## Dataset excerpts
────────────────────────────────────────

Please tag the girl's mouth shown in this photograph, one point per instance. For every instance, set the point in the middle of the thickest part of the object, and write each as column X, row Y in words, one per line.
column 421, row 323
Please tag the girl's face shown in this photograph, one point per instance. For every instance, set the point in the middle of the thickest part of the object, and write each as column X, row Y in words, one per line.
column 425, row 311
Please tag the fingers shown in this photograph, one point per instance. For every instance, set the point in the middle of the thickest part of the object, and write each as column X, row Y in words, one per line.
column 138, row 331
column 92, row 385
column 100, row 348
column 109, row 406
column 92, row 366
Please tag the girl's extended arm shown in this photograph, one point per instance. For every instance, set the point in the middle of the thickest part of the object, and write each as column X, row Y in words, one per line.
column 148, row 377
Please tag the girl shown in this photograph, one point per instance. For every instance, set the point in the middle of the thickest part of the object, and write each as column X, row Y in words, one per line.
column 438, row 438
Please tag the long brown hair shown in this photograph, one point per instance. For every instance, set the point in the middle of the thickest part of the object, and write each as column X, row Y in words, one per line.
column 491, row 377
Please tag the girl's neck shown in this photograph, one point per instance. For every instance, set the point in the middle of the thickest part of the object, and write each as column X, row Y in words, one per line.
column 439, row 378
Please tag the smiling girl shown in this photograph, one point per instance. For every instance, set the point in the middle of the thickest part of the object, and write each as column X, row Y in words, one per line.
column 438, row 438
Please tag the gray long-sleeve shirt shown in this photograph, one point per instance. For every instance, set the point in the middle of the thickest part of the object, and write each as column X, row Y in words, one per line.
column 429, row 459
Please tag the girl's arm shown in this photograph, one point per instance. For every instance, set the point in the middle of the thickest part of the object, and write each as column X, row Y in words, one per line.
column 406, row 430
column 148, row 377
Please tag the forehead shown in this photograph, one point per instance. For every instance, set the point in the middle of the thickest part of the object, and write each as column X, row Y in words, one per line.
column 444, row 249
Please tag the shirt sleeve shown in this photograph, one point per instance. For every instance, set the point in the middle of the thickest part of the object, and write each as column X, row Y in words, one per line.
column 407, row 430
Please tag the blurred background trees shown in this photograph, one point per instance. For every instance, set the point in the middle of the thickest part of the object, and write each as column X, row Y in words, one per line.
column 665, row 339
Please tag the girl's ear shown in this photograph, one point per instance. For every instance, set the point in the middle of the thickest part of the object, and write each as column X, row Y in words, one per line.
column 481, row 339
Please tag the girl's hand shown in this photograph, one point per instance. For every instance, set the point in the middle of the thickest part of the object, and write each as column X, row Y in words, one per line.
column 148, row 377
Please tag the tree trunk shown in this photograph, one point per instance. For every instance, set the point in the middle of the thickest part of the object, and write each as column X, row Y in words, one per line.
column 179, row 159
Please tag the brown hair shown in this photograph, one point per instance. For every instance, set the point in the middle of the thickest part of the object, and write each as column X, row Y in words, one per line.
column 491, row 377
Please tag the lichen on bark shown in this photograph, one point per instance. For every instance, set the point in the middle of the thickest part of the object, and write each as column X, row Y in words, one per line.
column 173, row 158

────────────────────────────────────────

## Exercise goal
Copy out every item above word for word, in the same order.

## Solution to the exercise
Please tag the girl's mouth shown in this photograph, one point per instance. For every instance, set the point in the middle of the thickest part of the object, and write each as column X, row Y in words, one per line.
column 421, row 323
Please tag the girl's face shown in this photograph, one point per instance. For every instance, set the point in the middle of the thickest part of the object, and write each as column X, row Y in words, one per line.
column 425, row 311
Please tag the fingers shown in this photograph, one point per instance. For every instance, set the point in the middle of the thickest part of the object, and write each as column X, row Y in words, one per line.
column 138, row 331
column 92, row 385
column 100, row 348
column 109, row 406
column 92, row 366
Please tag the girl's extended arm shown in this photograph, one point per instance. For every instance, set the point in the middle of the thickest part of the object, and write each as column X, row Y in words, one per line.
column 148, row 377
Please tag the girl shown in this photograph, one point per instance. For every instance, set the point in the middle of the thickest part of the object, and write each as column X, row Y in words, one per line.
column 438, row 438
Please tag the long brown hair shown in this photograph, one point per instance. For every instance, set the point in the middle of the thickest part of the object, and write each as column X, row Y in words, one per line.
column 491, row 377
Please tag the girl's neck shown in this photograph, one point per instance. For every instance, set the point in the middle of the thickest part of the object, and write each as column X, row Y in words, one per line.
column 439, row 378
Please tag the smiling girl shown in this photograph, one point per instance. For every instance, set the point in the middle of the thickest part of the object, and write each as column X, row Y in words, one per line.
column 438, row 438
Please tag the gray long-sleeve shirt shown in this photograph, one point per instance. For every instance, set the point in the middle of the thickest part of the object, and write each as column X, row Y in words, one per line.
column 429, row 459
Please tag the girl's arm shown in this photograph, one point per instance. For every instance, set the point in the middle of the thickest part of the object, and write each as column X, row Y in words, one per line.
column 406, row 430
column 148, row 377
Please tag the forehead shown in this photograph, one point per instance. For every instance, set the point in the middle of the thickest part of the object, and write each as column X, row Y in words, one per line.
column 444, row 249
Please tag the shirt sleeve shown in this photograph, one point per instance. For every instance, set the point in the middle of the thickest part of the object, and write each as column X, row Y in words, one per line.
column 407, row 430
Please tag the blurred background trees shown in this photograph, one point per instance. For every instance, set the point in the middle of the thickest part of the object, and write each as column X, row Y in words, one per line.
column 665, row 339
Please tag the girl's ear shown in this photograph, one point per instance. For every instance, set the point in the middle of the thickest part of the object, and write each as column X, row Y in words, one per line.
column 481, row 339
Please tag the girl's hand shown in this photograph, one point per instance. For every instance, set the point in the middle of the thickest part of the object, and write each as column X, row Y in words, one per line.
column 148, row 377
Please tag the tree trunk shown in this photograph, one point per instance. For every instance, set the point in the middle of the thickest part of the object, and write each as column X, row Y in words, one per line.
column 179, row 159
Please tag the brown hair shown in this photograph, one point per instance. For every instance, set the point in the middle of the thickest part of the object, and write each as column X, row Y in words, one per line.
column 491, row 377
Please tag the lichen on bark shown in this photograph, one point per instance. For every instance, set the point in the middle of the thickest part of the object, and write each as column X, row Y in words, one per line.
column 173, row 158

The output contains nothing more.